- [What the exercise asks] Rewrite the rows from the line with "[pin] blue hatchback car -- one per line" up to and including the line with "[pin] car windshield -- one per line", keeping the requests unchanged and multiplying each coordinate in the answers by 0.8, rounded to a whole number with halves going up. Give only those lines.

===== Supplied data

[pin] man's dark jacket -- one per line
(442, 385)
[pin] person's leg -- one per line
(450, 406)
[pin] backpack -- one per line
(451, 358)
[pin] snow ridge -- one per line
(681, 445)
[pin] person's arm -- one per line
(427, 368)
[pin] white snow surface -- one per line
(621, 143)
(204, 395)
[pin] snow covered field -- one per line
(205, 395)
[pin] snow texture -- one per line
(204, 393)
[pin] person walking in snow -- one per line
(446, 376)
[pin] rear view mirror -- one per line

==========
===== Supplied data

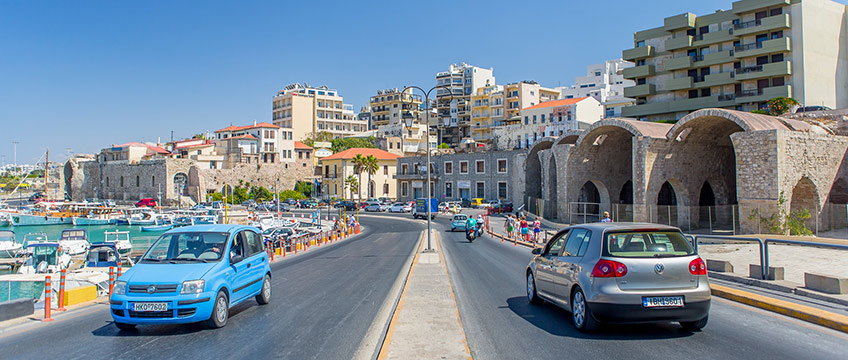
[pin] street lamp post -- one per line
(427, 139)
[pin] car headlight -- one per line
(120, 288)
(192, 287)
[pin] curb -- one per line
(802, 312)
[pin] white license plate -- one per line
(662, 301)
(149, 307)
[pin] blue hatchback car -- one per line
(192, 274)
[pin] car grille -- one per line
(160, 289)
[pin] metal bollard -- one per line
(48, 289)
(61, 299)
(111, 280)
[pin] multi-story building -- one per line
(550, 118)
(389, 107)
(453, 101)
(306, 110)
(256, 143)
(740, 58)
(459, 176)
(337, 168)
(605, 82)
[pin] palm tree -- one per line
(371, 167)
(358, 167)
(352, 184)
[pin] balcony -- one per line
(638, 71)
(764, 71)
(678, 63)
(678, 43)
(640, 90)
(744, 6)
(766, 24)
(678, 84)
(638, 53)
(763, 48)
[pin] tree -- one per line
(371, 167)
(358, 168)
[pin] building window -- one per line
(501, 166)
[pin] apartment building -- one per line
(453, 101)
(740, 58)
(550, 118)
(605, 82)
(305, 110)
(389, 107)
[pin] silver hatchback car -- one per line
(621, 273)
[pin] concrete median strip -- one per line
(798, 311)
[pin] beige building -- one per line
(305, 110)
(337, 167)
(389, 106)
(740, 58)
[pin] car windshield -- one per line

==========

- [Reply]
[pin] blue hatchback car -- one per line
(154, 219)
[pin] car grille -- one per line
(128, 231)
[pin] metal bollard -- one per line
(38, 231)
(49, 239)
(89, 224)
[pin] multi-story building -- one per line
(440, 94)
(311, 86)
(362, 81)
(245, 88)
(205, 114)
(592, 46)
(367, 141)
(270, 134)
(484, 66)
[pin] palm tree -- one per line
(297, 134)
(286, 134)
(282, 147)
[pin] balcony -- one per line
(510, 57)
(611, 57)
(542, 50)
(542, 34)
(512, 72)
(595, 5)
(613, 19)
(542, 67)
(510, 42)
(610, 38)
[pin] tree -- one per line
(297, 134)
(286, 134)
[pin] building window -- one per line
(401, 133)
[pin] apartment building -- one per line
(362, 81)
(592, 46)
(440, 94)
(484, 66)
(244, 88)
(311, 86)
[pin] silver hatchback car -- one per line
(497, 218)
[pin] concrete median strip -- one per line
(638, 249)
[pin] beige building -- one per line
(244, 88)
(270, 134)
(311, 85)
(592, 46)
[pin] car windshield -- one per line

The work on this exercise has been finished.